[What to work on]:
When you copy from the entries that follow, take only the lines from the one with "Target: stone walkway" down to the one with "[ ] a point on the fish eye, one per instance", keeping both ends and dropping every picture.

[Records provided]:
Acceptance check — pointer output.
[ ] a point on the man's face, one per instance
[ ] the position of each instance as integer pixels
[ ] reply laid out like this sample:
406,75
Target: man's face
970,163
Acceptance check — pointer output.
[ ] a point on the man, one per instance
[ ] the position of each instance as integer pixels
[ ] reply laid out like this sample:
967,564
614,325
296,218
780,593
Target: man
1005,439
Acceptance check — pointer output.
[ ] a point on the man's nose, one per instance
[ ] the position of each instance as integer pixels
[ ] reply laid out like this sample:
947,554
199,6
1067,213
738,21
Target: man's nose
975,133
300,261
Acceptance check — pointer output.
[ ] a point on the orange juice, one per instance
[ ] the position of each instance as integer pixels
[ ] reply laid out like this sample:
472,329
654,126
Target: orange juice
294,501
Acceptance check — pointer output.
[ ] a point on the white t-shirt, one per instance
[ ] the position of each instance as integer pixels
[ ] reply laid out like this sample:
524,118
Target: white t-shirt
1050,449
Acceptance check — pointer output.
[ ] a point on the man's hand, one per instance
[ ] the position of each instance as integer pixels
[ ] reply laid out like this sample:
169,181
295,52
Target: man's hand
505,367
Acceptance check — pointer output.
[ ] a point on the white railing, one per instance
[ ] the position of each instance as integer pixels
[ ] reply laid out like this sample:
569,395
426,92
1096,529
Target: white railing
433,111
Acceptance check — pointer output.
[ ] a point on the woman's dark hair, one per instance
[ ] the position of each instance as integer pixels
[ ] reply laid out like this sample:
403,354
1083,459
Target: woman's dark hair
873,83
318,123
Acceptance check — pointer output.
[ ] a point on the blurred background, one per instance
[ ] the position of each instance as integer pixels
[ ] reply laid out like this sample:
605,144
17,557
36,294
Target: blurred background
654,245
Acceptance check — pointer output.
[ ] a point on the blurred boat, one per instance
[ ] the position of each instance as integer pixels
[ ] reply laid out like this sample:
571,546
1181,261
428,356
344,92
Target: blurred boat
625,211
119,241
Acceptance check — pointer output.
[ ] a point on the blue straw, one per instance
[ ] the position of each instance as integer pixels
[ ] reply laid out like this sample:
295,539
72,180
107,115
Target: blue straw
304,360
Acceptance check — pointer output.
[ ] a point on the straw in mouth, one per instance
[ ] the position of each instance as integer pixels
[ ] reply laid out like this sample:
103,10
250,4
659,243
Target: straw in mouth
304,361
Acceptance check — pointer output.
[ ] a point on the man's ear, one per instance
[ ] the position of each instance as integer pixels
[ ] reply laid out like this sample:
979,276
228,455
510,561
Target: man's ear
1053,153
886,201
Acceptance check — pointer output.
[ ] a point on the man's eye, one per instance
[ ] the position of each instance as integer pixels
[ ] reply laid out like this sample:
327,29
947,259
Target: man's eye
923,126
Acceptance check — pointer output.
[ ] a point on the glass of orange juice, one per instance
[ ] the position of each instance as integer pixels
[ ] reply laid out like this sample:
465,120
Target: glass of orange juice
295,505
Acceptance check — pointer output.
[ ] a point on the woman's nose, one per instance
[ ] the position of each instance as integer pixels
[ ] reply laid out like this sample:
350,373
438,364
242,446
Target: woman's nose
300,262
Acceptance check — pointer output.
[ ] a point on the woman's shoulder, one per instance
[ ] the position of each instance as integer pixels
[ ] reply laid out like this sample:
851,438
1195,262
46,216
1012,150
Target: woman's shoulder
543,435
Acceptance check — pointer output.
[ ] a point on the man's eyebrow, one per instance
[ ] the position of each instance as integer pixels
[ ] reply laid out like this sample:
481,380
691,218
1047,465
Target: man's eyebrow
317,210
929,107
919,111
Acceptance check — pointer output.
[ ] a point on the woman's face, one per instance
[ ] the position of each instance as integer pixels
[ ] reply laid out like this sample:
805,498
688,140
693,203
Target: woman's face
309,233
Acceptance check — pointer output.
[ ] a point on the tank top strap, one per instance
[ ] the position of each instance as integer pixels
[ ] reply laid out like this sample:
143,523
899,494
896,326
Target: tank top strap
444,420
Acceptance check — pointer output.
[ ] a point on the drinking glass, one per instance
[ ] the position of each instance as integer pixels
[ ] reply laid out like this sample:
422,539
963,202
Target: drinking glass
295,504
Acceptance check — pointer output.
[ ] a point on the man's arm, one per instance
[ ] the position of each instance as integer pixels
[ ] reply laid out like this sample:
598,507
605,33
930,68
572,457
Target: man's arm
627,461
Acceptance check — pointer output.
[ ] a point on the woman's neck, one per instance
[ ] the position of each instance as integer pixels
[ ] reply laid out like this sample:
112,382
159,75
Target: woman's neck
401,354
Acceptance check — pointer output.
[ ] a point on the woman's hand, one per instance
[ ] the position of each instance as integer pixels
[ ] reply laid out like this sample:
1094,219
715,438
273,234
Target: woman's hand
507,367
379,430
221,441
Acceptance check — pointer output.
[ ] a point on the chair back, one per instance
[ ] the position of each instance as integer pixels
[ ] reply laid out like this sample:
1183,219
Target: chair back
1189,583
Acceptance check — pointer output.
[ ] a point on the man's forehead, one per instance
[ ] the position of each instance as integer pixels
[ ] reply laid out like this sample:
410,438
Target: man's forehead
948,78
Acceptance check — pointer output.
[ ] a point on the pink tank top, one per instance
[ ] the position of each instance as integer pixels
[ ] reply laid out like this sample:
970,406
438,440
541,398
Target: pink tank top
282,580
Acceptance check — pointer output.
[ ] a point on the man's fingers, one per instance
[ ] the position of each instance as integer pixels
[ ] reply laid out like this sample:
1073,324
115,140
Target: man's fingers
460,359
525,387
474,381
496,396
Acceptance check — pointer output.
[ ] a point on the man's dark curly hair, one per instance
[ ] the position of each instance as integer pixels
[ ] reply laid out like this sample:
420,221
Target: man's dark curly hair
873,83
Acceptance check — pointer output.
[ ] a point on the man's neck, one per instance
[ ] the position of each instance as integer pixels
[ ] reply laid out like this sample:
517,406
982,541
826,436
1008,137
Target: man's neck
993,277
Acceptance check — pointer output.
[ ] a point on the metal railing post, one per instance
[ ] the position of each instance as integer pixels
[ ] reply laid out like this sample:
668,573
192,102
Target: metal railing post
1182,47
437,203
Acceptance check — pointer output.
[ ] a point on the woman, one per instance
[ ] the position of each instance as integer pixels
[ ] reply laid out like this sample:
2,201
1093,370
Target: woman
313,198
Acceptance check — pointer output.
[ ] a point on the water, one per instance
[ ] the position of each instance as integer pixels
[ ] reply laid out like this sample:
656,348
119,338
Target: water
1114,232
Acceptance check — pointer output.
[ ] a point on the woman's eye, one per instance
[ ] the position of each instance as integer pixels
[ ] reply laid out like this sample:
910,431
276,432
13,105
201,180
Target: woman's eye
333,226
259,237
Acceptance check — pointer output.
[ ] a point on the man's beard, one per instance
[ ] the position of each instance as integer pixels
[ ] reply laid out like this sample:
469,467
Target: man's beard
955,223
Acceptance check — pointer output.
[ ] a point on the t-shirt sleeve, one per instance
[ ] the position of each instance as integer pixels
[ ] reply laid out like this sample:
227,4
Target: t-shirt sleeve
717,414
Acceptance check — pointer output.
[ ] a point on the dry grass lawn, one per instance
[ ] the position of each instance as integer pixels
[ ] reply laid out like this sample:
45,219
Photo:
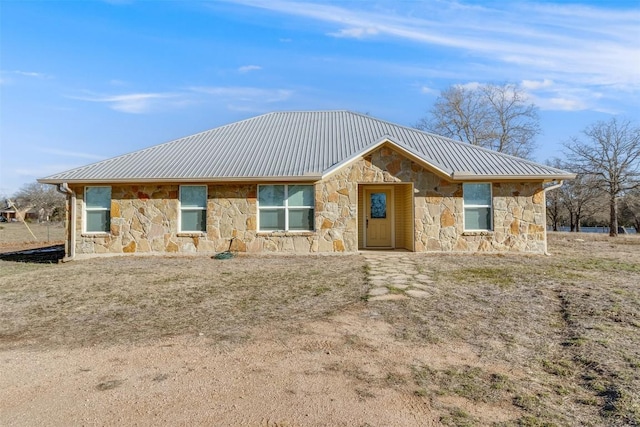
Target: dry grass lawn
505,340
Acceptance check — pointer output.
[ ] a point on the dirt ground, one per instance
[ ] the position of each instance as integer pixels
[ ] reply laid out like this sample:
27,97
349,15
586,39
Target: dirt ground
505,340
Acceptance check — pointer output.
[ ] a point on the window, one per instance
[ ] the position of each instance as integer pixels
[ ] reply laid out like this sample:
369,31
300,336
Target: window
286,207
97,208
477,206
193,208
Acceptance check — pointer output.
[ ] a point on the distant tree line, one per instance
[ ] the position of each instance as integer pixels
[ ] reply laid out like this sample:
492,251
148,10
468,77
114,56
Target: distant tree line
605,157
41,201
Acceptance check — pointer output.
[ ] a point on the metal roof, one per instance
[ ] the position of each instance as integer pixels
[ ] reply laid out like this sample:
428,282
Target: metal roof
301,146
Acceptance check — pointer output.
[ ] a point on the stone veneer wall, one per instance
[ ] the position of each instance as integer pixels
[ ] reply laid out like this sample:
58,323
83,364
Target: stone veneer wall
144,218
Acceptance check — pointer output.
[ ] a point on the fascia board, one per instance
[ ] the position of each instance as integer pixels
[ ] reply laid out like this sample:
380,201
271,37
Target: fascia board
382,142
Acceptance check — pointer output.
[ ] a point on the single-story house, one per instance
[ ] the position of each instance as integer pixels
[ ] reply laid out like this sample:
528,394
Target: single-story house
307,182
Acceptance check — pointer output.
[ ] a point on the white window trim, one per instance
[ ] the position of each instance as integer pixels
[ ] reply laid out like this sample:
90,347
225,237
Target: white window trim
490,206
180,209
286,209
86,209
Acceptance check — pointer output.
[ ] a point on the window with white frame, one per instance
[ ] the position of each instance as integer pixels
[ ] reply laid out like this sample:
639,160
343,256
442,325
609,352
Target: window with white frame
97,209
193,208
286,207
477,206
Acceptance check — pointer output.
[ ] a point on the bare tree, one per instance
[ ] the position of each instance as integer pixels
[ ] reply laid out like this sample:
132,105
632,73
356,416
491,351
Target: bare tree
631,208
43,197
580,197
555,207
611,155
497,117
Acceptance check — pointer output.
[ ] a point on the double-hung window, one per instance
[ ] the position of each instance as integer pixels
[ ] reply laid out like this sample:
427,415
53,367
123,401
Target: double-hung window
286,207
193,208
97,209
477,207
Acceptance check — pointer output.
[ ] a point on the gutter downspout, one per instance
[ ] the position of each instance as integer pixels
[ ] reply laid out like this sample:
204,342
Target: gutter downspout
71,238
545,189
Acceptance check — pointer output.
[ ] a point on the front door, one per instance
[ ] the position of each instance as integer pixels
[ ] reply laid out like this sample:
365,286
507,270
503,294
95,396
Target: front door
378,221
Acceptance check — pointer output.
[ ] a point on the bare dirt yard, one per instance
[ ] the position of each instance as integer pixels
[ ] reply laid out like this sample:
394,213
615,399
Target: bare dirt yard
505,340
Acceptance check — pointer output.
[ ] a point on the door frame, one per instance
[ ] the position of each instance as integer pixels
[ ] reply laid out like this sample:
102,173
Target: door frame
366,189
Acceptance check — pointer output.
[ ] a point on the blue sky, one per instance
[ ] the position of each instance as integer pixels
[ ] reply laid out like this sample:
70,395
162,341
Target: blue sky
81,81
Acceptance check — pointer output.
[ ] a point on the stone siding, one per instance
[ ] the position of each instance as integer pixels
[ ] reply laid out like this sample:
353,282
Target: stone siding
144,218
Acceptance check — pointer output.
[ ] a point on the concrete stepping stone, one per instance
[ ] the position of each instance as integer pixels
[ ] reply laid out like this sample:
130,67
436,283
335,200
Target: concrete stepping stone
388,297
378,291
418,293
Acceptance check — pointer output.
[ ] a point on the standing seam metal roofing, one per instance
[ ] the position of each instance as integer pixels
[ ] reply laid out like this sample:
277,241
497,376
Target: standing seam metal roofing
297,144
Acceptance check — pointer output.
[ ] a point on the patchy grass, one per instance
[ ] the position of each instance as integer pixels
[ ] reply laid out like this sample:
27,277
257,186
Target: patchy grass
564,331
125,299
517,340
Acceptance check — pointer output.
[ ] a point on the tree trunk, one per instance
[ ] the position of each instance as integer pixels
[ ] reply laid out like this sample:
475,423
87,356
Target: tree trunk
613,216
572,222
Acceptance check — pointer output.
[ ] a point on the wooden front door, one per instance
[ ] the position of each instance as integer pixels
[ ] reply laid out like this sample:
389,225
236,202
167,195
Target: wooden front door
379,221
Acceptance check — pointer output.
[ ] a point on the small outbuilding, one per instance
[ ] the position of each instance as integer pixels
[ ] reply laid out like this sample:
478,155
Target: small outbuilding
307,182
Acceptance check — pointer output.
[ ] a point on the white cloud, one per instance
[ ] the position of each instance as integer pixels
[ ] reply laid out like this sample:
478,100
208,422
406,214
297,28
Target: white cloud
66,153
536,84
32,74
567,44
245,94
565,104
469,85
427,90
134,103
356,33
247,68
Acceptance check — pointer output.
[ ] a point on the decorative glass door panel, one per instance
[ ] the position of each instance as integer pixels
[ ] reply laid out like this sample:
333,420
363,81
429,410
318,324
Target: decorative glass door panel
378,218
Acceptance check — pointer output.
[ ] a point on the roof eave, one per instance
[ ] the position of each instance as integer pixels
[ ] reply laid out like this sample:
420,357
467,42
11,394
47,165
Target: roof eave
387,141
287,178
468,176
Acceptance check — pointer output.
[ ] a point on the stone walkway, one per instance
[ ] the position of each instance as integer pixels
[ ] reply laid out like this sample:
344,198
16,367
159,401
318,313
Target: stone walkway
396,276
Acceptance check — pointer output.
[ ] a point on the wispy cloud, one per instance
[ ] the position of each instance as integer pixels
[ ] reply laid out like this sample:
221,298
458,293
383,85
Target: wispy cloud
567,44
9,76
356,33
32,74
245,94
248,68
135,103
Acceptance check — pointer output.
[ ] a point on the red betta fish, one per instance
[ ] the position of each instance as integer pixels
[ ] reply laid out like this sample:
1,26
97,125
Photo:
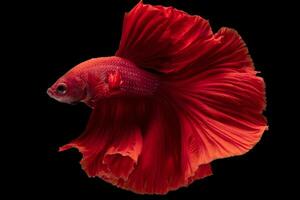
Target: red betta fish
174,97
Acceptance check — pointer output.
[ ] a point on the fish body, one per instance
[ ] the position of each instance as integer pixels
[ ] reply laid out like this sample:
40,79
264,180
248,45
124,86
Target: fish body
103,77
173,98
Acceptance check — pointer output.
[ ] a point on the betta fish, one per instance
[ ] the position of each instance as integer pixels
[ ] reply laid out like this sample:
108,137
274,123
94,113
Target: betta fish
173,98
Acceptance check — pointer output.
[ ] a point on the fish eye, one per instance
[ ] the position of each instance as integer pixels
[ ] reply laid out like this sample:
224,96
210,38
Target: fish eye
61,88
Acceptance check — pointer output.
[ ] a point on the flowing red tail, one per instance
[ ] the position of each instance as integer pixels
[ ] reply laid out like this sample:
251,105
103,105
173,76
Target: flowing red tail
208,105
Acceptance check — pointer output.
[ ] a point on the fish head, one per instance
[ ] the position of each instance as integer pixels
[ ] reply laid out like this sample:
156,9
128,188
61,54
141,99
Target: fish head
69,89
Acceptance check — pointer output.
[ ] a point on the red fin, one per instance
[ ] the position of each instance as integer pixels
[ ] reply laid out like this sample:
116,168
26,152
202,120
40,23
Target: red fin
220,101
208,105
164,39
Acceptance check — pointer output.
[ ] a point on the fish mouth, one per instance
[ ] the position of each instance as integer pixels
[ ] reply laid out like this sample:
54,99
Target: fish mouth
50,92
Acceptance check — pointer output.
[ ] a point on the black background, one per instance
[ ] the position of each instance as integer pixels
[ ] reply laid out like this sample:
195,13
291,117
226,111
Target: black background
55,37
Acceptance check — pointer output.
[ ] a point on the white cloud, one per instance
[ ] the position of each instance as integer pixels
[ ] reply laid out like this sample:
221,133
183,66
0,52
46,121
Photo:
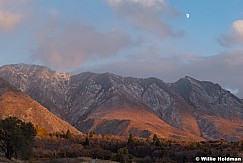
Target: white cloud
67,45
235,37
8,18
147,15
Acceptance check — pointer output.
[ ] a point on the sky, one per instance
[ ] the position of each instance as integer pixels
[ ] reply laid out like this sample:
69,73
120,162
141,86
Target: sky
139,38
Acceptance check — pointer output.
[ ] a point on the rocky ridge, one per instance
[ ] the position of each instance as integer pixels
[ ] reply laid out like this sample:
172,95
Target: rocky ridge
85,101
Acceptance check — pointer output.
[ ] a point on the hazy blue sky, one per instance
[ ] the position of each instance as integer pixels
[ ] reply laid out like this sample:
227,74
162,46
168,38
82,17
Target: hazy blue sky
139,38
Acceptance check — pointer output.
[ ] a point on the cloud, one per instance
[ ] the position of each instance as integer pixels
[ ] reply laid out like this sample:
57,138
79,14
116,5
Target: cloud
68,44
224,68
146,15
235,37
8,18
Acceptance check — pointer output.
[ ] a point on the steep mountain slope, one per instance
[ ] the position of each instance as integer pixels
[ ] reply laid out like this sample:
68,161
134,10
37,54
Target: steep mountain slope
16,103
101,102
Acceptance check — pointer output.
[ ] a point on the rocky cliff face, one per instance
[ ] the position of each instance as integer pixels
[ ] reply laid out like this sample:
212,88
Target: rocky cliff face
85,100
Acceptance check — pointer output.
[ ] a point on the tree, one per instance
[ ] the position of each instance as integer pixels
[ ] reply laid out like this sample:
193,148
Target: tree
16,137
68,134
130,139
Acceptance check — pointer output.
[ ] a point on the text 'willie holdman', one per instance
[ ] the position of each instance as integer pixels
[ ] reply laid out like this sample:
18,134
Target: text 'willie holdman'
219,159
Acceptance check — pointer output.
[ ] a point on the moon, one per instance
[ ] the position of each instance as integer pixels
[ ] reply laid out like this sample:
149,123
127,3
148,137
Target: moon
187,16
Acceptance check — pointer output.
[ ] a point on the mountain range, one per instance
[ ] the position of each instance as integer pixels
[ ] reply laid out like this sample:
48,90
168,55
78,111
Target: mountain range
18,104
106,103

[Response area]:
Target: stone walkway
396,276
Acceptance check — pointer output.
[ ] a point on the wispy cloud, one per instance
[ ] the position of each instance as integer pixels
[ ] reply laid out like this sample:
221,298
458,293
383,85
Target: wispy cloud
567,44
9,76
356,33
32,74
245,94
248,68
135,103
Acceptance check — pointer output.
[ ] a point on the red betta fish, one per instance
[ ] the position of each instance as integer pixels
[ ] reply laid out like this sample:
1,26
97,125
Photo:
Target: red betta fish
174,97
Acceptance check — pointer output.
[ ] a point on the fish body, one per instance
[ ] the position of each instance as integer pixels
[ ] reply laid out like this sample:
40,79
264,180
248,45
124,86
Target: fish body
103,77
173,98
Acceptance check — pointer output.
[ ] a point on the betta fish, one per instance
[ ] the position of each instance as integer pixels
[ ] reply laid out like this sample:
108,137
274,123
94,113
Target: betta fish
173,98
Acceptance check — pointer output.
[ ] a point on the fish eye, one per instance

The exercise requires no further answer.